### Coordinate annotation rows
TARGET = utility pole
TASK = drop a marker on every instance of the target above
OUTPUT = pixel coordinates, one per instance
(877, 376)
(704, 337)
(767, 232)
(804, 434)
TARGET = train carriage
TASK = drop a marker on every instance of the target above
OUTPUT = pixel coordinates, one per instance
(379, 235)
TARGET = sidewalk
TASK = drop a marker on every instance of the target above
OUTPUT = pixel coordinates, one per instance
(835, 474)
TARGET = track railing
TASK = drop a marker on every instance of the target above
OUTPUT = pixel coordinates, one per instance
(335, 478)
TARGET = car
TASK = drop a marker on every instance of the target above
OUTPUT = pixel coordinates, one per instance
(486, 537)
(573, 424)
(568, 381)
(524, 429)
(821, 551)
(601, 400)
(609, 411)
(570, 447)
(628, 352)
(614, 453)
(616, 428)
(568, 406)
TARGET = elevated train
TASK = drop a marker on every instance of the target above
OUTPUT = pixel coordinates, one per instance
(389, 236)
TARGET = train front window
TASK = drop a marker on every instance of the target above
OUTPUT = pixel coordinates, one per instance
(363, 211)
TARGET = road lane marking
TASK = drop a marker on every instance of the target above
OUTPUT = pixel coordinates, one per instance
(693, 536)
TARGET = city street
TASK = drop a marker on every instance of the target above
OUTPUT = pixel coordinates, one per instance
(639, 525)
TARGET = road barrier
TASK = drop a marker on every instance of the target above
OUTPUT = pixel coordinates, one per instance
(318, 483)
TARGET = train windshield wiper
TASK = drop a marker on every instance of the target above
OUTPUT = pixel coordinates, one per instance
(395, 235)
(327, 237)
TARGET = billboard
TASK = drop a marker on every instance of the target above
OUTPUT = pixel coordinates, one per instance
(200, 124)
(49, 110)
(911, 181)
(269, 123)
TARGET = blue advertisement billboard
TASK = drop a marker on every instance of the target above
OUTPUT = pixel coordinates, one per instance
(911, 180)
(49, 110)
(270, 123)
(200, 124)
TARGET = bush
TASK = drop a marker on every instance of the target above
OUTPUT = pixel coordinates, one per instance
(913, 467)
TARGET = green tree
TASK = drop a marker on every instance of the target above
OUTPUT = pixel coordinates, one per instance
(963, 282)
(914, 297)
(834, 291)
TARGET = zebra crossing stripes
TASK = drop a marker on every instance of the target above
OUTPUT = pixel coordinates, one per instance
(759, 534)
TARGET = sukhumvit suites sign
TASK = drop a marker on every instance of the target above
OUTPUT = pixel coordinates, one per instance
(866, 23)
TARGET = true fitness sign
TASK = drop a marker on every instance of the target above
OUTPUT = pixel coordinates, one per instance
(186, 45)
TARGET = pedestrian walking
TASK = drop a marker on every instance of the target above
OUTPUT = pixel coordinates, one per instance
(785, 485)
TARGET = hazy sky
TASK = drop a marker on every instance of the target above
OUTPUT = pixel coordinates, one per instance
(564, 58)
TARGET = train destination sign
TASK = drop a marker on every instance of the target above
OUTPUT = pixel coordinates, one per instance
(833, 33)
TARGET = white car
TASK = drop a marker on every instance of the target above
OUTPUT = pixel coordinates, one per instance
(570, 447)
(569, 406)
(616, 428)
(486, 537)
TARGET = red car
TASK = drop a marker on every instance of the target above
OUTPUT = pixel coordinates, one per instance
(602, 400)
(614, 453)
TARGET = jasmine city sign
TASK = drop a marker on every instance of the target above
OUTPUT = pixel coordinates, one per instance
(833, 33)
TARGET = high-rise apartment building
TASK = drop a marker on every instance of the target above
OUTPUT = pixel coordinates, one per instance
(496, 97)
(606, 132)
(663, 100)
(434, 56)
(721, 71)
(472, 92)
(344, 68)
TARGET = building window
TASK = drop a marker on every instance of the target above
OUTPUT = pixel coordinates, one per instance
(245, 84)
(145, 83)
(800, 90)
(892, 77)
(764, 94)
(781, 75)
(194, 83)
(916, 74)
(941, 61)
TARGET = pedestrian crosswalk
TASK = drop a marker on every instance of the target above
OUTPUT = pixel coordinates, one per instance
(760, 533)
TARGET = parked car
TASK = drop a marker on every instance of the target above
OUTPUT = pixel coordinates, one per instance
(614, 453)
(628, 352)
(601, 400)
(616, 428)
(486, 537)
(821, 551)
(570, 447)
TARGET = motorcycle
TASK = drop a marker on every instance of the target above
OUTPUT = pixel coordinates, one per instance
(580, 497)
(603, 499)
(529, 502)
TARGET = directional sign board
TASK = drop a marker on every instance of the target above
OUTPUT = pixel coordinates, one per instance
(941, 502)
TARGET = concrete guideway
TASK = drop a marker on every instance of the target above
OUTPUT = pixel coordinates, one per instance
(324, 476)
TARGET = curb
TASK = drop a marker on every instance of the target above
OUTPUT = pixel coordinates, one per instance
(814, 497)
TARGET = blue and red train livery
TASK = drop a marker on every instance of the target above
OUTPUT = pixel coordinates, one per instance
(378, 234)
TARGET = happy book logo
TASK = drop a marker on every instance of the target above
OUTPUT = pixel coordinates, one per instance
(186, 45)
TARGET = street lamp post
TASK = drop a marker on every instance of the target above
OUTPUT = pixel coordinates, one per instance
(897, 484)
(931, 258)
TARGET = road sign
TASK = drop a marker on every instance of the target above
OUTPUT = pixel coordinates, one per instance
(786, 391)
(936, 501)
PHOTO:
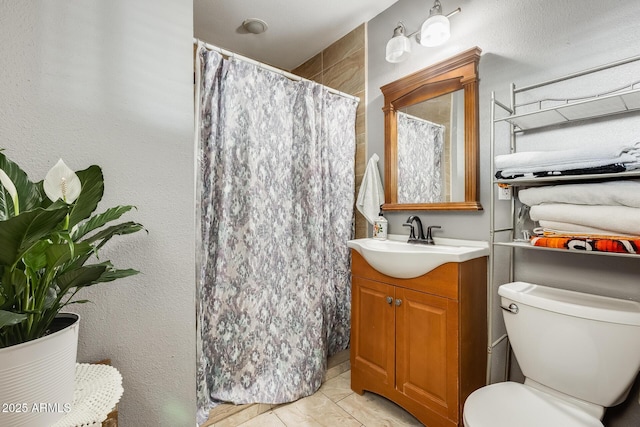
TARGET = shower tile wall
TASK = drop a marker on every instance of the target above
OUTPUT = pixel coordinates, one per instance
(342, 66)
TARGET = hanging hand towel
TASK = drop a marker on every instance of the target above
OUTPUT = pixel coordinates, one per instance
(371, 194)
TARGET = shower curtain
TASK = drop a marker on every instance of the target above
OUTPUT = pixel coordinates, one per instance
(420, 151)
(276, 185)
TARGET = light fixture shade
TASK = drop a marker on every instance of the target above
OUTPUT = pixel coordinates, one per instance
(435, 31)
(398, 49)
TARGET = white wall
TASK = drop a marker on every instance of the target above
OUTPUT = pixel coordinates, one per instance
(110, 83)
(522, 42)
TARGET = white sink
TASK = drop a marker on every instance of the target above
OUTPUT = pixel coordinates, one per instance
(397, 258)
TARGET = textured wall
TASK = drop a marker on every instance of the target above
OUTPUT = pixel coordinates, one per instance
(342, 66)
(110, 83)
(522, 42)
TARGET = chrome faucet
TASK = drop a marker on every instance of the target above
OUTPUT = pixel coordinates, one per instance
(428, 240)
(430, 236)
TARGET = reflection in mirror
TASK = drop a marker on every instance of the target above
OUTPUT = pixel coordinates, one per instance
(431, 150)
(431, 137)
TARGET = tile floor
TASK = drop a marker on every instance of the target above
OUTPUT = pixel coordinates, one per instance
(333, 405)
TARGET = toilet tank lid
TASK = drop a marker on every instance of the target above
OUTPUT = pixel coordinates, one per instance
(571, 303)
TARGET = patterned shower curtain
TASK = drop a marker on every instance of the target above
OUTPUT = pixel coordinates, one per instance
(420, 151)
(276, 206)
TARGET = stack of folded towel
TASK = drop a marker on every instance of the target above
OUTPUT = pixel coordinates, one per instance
(602, 216)
(602, 159)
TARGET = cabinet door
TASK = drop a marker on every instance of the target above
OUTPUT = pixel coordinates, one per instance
(426, 355)
(372, 329)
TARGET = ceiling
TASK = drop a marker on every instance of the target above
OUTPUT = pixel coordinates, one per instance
(298, 29)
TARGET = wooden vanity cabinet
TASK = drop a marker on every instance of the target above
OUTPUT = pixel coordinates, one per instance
(420, 342)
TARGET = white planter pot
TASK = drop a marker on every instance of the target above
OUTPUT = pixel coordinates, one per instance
(37, 377)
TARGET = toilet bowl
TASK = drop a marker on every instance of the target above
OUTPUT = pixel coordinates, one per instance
(579, 353)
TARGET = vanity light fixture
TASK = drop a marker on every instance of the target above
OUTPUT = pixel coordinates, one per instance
(255, 25)
(435, 31)
(399, 47)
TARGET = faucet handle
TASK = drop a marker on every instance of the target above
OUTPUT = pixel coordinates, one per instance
(429, 234)
(412, 233)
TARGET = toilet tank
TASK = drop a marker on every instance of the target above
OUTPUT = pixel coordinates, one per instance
(583, 345)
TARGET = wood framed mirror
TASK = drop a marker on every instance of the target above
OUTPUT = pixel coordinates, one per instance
(431, 137)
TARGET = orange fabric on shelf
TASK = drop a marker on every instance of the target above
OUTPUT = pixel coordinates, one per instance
(629, 246)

### Work instructions
Reproduce everything from the line containing "TARGET = white planter pot" down to the last of the rows, swapping "toilet" for "lavatory" and leaving all else unchanged.

### Task solution
TARGET = white planter pot
TASK = drop a marker on every instance of the target above
OUTPUT = pixel coordinates, one per instance
(37, 377)
TARGET = lavatory bowl
TASK = drop a marker on every instance of the target above
OUTPUT = pixel coordinates, one per instance
(579, 353)
TARGET = vanity light fixture
TASK = drop a marker on every instance of the target above
OUTPUT = pixel coordinates, one per instance
(255, 25)
(435, 31)
(399, 47)
TARGET = faucet handle
TASK = drop a marker on every instance of the target above
OUTPUT = pixel coordinates, one per instance
(429, 234)
(412, 233)
TARGET = lavatory tank
TASK = drop a marker on every instance of the target above
OUTPUT = pixel coordinates, one per instance
(583, 345)
TARGET = wood framed mirror
TASK = drop a marker on every instance of the target above
OUTPUT = pixel coordinates, one per instance
(431, 137)
TARGET = orange fabric on shelf
TASK = drop a marker on every instance of the target above
OUTPUT = pixel coordinates, one per instance
(629, 246)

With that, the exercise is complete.